When two of equal skill at this meet at swords' point, there is no conclusion to the match. The meaning of this is that if two men who had both penetrated their Original Face were to meet, each unsheathed the Sword Taia, and they faced off, it would be impossible to bring matters to a conclusion. If one were to ask about this, it might be likened to the meeting of Shakyamuni and Kashyapa.

Shakyamuni's holding the flower and Kashyapa's subtle smile. At the gathering at Gridhrakuta Peak when Shakyamuni was about to die, he held up a single red lotus. He showed this to eighty thousand monks and everyone of them remained silent. Only Kashyapa smiled. Knowing at that time that Kashyapa had been enlightened, Shakyamuni entrusted him with the Correct Doctrine, which does not rely on the written word and is specially transmitted without instruction, and affirmed on him the Buddha-seal.[11]

Since that time, the Correct Doctrine was transmitted in India in twenty- eight successions to Bodhidharma. In China it was passed on from Bodhidharma in six transmissions to reach the Sixth Patriarch, the Zen Master Ta Chien.[12]

As this Zen Master was incarnated a bodhisattva, from this time the Buddhist Law flourished in China, spreading its leaves and branches, quickly promulgating the Five Houses and Seven Sects, and finally being transmitted to the Japanese priests Daio and Daito, through the priest Nai Chih Hsu T'ang.[13] This has been unremittingly continued from teacher to disciple to the present day.

The doctrine of "holding the flower...the subtle smile" is difficult to arrive at and is not easily unraveled by guesswork. One must drink in the breath of all the Buddhas while swallowing one's own voice.

Although there is really no way to express this principle, if pressed, one might summon up the example of taking water from one vessel and pouring it into another so that the waters become mixed and indistinguishable. This is the moment when the eyes of Shakyamuni and Kashyapa meet and become one. Relativity is no longer there.

*EXTRACTED ENTRIES:*
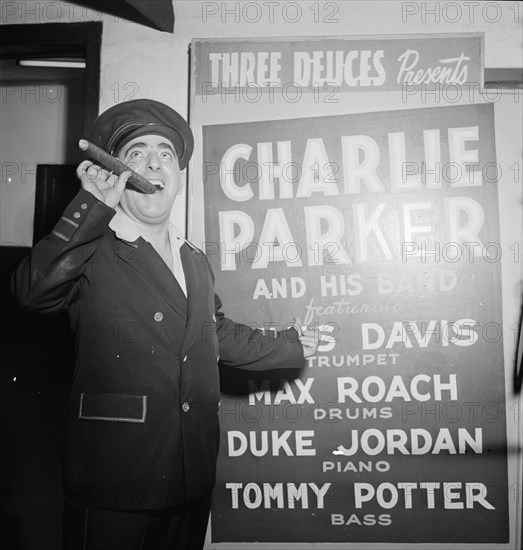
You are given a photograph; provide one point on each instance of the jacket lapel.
(141, 256)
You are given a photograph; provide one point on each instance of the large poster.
(382, 230)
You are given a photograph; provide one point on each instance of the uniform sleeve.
(47, 280)
(253, 349)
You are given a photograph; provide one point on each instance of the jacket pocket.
(113, 407)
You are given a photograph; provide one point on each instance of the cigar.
(116, 165)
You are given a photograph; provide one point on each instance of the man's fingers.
(121, 181)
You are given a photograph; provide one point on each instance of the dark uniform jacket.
(142, 426)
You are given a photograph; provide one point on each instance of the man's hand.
(101, 183)
(309, 338)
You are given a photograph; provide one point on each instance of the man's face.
(154, 158)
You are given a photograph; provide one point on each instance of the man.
(142, 428)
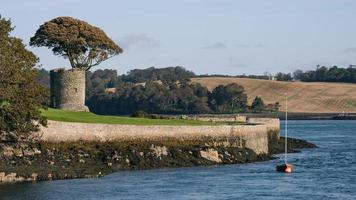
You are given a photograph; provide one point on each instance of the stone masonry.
(68, 89)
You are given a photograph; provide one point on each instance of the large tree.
(20, 93)
(83, 44)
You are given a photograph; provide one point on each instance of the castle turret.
(68, 89)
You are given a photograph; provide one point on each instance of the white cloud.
(138, 40)
(216, 45)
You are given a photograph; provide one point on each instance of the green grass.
(88, 117)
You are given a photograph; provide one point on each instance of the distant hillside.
(313, 97)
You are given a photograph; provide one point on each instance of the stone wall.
(254, 137)
(68, 89)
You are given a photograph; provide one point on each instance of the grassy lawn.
(87, 117)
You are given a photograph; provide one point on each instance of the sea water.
(327, 172)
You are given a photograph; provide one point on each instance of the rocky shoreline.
(50, 161)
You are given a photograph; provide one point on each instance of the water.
(328, 172)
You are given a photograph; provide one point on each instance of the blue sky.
(206, 36)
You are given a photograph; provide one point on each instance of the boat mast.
(286, 131)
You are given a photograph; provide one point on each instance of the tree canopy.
(83, 44)
(21, 95)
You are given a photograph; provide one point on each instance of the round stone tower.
(68, 89)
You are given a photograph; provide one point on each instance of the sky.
(206, 36)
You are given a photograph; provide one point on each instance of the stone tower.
(68, 89)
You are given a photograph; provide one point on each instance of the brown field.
(302, 97)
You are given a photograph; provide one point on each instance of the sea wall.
(254, 137)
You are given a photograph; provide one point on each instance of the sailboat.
(286, 168)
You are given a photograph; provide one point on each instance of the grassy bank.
(87, 117)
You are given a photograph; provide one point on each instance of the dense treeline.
(327, 74)
(168, 74)
(165, 91)
(263, 77)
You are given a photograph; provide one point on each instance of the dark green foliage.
(258, 105)
(83, 44)
(20, 93)
(152, 97)
(228, 99)
(168, 75)
(327, 74)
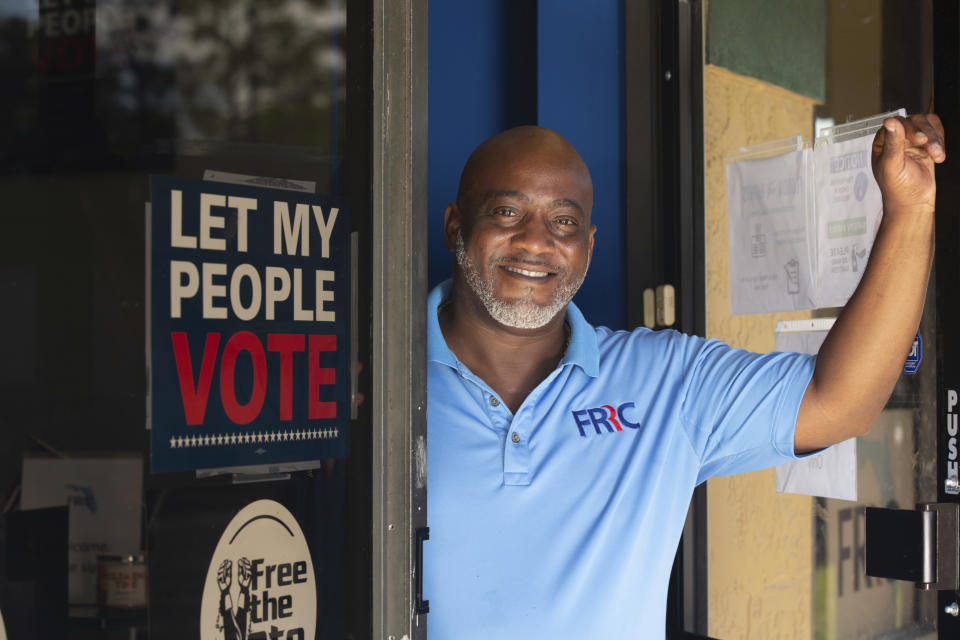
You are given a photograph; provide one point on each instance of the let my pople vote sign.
(249, 325)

*PROMPT:*
From the Sword Taia excerpt, quote the passage from "Although there is" to "no longer there.". The records play no part in what follows.

*TASK SOLUTION:*
Although there is really no way to express this principle, if pressed, one might summon up the example of taking water from one vessel and pouring it into another so that the waters become mixed and indistinguishable. This is the moment when the eyes of Shakyamuni and Kashyapa meet and become one. Relativity is no longer there.